-- BEGIN Exercise data --

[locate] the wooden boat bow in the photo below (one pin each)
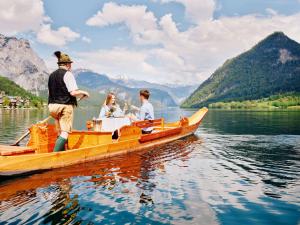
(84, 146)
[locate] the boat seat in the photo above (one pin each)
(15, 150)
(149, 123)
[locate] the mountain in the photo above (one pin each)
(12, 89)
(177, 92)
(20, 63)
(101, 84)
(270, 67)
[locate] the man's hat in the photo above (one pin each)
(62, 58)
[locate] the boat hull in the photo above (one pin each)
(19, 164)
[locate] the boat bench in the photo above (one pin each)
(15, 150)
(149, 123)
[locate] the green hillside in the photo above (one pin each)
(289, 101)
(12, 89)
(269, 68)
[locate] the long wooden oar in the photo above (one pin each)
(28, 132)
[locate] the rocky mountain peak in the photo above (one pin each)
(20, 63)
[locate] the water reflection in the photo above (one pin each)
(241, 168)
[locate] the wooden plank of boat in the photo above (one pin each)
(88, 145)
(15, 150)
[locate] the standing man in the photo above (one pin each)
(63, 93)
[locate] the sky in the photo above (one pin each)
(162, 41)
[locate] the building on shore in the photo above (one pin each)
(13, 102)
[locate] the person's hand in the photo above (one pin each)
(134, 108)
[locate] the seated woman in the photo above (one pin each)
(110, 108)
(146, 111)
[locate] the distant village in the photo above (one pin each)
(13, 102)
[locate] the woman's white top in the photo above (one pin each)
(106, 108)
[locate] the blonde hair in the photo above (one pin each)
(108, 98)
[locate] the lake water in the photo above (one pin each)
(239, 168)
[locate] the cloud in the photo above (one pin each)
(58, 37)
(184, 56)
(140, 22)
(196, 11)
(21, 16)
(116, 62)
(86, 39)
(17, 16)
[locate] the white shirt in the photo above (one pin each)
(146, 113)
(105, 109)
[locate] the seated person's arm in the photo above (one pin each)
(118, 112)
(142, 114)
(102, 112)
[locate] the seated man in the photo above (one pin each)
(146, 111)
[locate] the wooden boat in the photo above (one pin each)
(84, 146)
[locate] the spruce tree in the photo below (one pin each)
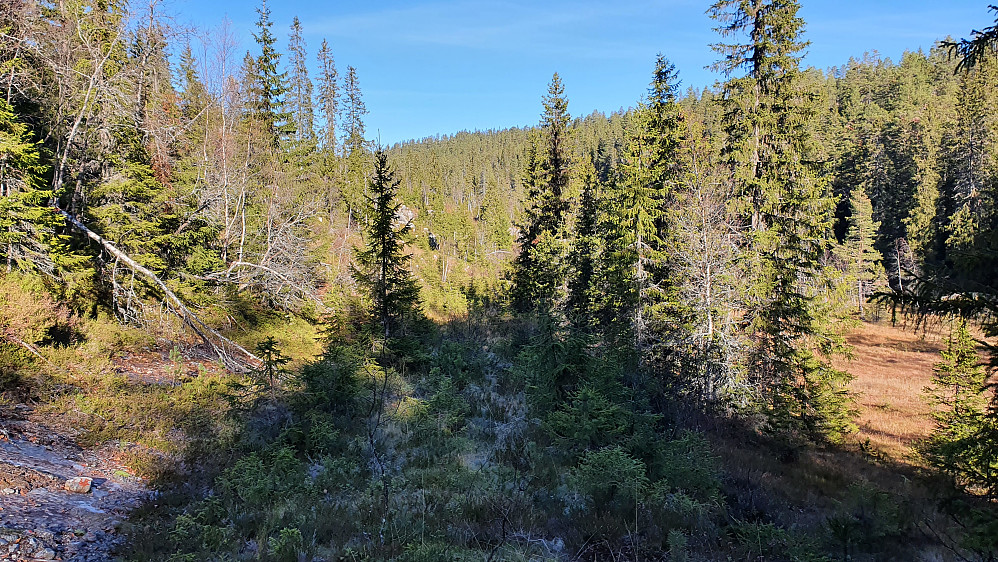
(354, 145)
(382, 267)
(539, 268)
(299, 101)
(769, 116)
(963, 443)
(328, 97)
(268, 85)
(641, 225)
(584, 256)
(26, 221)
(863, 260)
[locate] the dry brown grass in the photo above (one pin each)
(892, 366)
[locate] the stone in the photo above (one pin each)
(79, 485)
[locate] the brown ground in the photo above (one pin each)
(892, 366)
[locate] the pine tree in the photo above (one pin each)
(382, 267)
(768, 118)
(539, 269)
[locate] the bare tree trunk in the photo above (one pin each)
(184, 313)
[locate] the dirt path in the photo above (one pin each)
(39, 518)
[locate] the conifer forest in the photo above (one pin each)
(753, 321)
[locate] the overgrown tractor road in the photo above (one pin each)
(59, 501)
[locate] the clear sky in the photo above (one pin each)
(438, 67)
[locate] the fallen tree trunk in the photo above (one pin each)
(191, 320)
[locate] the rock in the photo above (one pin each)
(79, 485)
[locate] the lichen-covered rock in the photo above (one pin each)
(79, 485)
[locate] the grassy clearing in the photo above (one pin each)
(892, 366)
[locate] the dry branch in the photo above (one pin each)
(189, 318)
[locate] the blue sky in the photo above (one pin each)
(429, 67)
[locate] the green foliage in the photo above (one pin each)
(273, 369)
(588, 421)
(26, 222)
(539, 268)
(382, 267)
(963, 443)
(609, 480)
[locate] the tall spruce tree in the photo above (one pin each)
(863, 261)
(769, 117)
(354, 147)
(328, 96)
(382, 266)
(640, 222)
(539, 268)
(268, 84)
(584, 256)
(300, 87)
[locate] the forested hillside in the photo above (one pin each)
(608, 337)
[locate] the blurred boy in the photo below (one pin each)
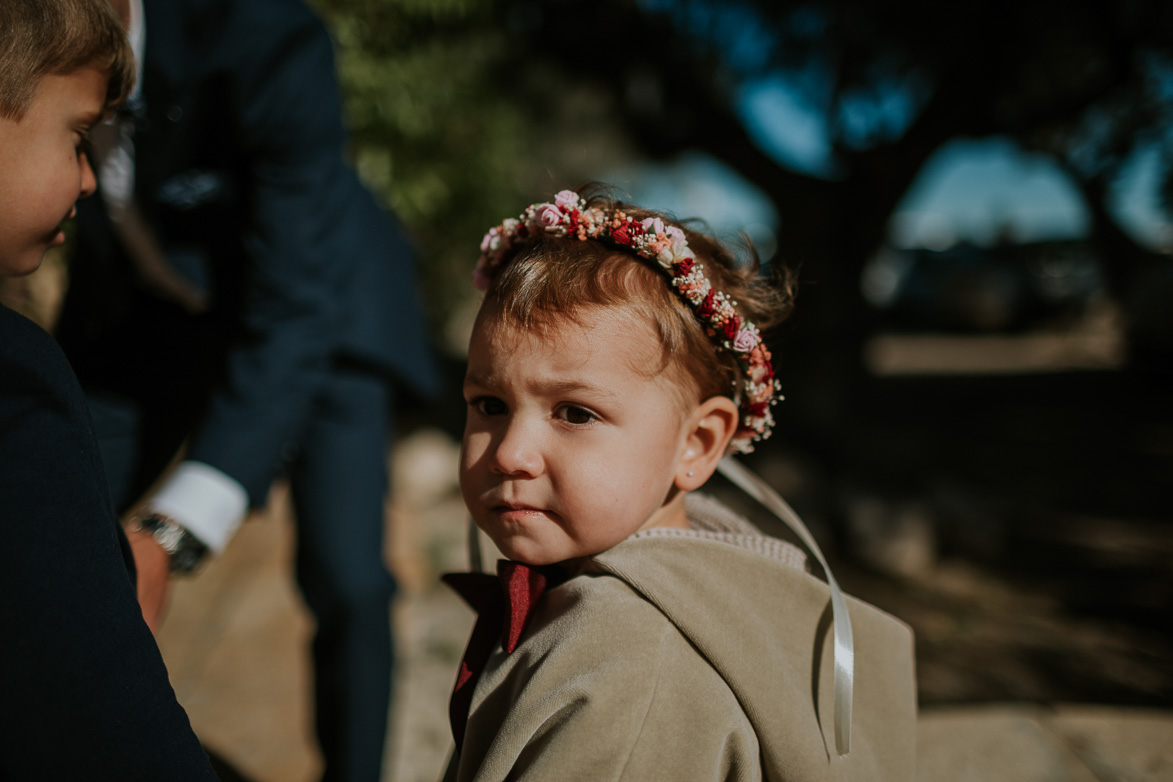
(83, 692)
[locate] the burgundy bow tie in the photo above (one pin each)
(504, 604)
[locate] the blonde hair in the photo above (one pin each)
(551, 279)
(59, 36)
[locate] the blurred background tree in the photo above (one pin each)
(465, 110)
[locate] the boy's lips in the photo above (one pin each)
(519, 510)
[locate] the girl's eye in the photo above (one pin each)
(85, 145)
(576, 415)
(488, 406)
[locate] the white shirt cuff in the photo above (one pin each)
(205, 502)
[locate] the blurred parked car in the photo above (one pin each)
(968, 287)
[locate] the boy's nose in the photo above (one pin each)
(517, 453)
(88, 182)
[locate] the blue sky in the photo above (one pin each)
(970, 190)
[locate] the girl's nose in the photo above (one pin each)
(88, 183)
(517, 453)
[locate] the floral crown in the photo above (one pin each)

-- END Exercise data --

## [What to work on]
Rewrite every line of the material above as a numbered list, skipping blank lines and omitting the pictures.

## [Solution to the exercise]
1. [locate] the wooden boat bow in the photo below (one pin each)
2. (84, 146)
3. [locate] the boat seat in the photo above (one pin each)
4. (15, 150)
5. (149, 123)
6. [locate] the mountain in the photo above (one pin each)
7. (12, 89)
8. (177, 92)
9. (20, 63)
10. (101, 84)
11. (270, 67)
12. [locate] the man's hat in the photo above (one pin each)
13. (62, 58)
14. [locate] the boat hull in the photo above (one pin each)
15. (19, 164)
16. [locate] the boat bench in the photo above (one pin each)
17. (15, 150)
18. (149, 123)
19. [locate] the green hillside in the photo above (one pin each)
20. (289, 101)
21. (12, 89)
22. (269, 68)
23. [locate] the long wooden oar in the photo above (one pin each)
24. (28, 132)
25. [locate] the rocky mountain peak in the photo above (one pin each)
26. (20, 63)
27. [locate] the water reflection in the photo above (one pin each)
28. (241, 168)
29. [locate] the wooden plank of boat in the photo above (one pin each)
30. (88, 145)
31. (15, 150)
32. [locate] the standing man in the photo above (one pin each)
33. (63, 93)
34. [locate] the sky in the photo above (one pin each)
35. (162, 41)
36. [locate] the building on shore in the photo above (one pin each)
37. (13, 102)
38. [locate] the person's hand in the photo above (one pin each)
39. (134, 108)
40. [locate] the seated woman in the photo above (one pin each)
41. (110, 108)
42. (146, 111)
43. [locate] the distant village in the photo above (one pin each)
44. (13, 102)
45. [locate] the woman's white top in the photo above (one pin each)
46. (106, 108)
47. [locate] the blonde hair in the photo above (one pin each)
48. (108, 98)
49. [locate] the lake water in the photo above (one pin each)
50. (239, 168)
51. [locate] the cloud in the photo above (one pin each)
52. (58, 37)
53. (184, 56)
54. (140, 22)
55. (196, 11)
56. (21, 16)
57. (116, 62)
58. (86, 39)
59. (17, 16)
60. [locate] the white shirt in the photo above (one pin each)
61. (146, 113)
62. (105, 109)
63. [locate] the seated person's arm in the photo above (one pin each)
64. (118, 112)
65. (142, 114)
66. (102, 112)
67. [locate] the seated man in the photo above (one pin each)
68. (146, 111)
69. [locate] the wooden boat in the photo above (one pin each)
70. (84, 146)
71. [locate] the spruce tree in the photo below (one pin each)
72. (354, 145)
73. (382, 267)
74. (539, 268)
75. (299, 101)
76. (769, 116)
77. (963, 443)
78. (328, 97)
79. (268, 85)
80. (641, 225)
81. (584, 256)
82. (26, 221)
83. (863, 260)
84. [locate] the dry brown grass in the photo above (one pin each)
85. (892, 366)
86. [locate] the stone in the photo above (one pin each)
87. (79, 485)
88. [locate] the brown ground in the photo above (one pin each)
89. (892, 366)
90. [locate] the pine tree in the photo above (one pin each)
91. (382, 267)
92. (768, 118)
93. (539, 269)
94. [locate] the bare tree trunk in the photo above (one pin each)
95. (184, 313)
96. [locate] the dirt path in the photo above (one pin each)
97. (39, 518)
98. [locate] the conifer forest in the photo above (one pin each)
99. (753, 321)
100. [locate] the overgrown tractor road in the photo above (one pin each)
101. (59, 501)
102. [locate] the clear sky in the photo above (one pin each)
103. (438, 67)
104. [locate] the fallen tree trunk in the photo above (one pin each)
105. (191, 320)
106. [locate] the rock in the photo above (one pin each)
107. (79, 485)
108. [locate] the lichen-covered rock in the photo above (one pin each)
109. (79, 485)
110. [locate] the grassy clearing in the photo above (one pin each)
111. (892, 366)
112. [locate] the dry branch in the photo above (one pin each)
113. (189, 318)
114. [locate] the blue sky in the photo above (one pin each)
115. (429, 67)
116. [locate] the green foliage in the photo above (one pin each)
117. (273, 369)
118. (588, 421)
119. (26, 222)
120. (539, 268)
121. (382, 267)
122. (963, 443)
123. (609, 480)
124. [locate] the tall spruce tree in the photo above (one pin each)
125. (863, 261)
126. (769, 117)
127. (354, 147)
128. (328, 96)
129. (382, 266)
130. (640, 222)
131. (539, 268)
132. (268, 84)
133. (584, 256)
134. (300, 87)
135. [locate] the forested hillside in the photo above (one pin each)
136. (608, 337)
137. [locate] the blurred boy in the photo below (one pin each)
138. (83, 692)
139. [locate] the burgundy bow tie in the photo above (one pin each)
140. (504, 604)
141. [locate] the blonde hair in the photo above (one pin each)
142. (551, 279)
143. (59, 36)
144. [locate] the blurred background tree in the photo above (one pin each)
145. (465, 110)
146. [locate] the boy's lips in the photo above (one pin each)
147. (519, 510)
148. [locate] the girl's eye in the photo above (one pin each)
149. (85, 145)
150. (576, 415)
151. (488, 406)
152. [locate] the white shirt cuff in the photo above (one pin each)
153. (205, 502)
154. [locate] the blurred parked car in the photo above (one pin each)
155. (968, 287)
156. [locate] the boy's nose in the photo above (one pin each)
157. (517, 453)
158. (88, 182)
159. [locate] the blue sky in the photo above (one pin each)
160. (970, 190)
161. [locate] the girl's nose in the photo above (one pin each)
162. (88, 183)
163. (517, 453)
164. [locate] the floral crown in the photo above (one pin each)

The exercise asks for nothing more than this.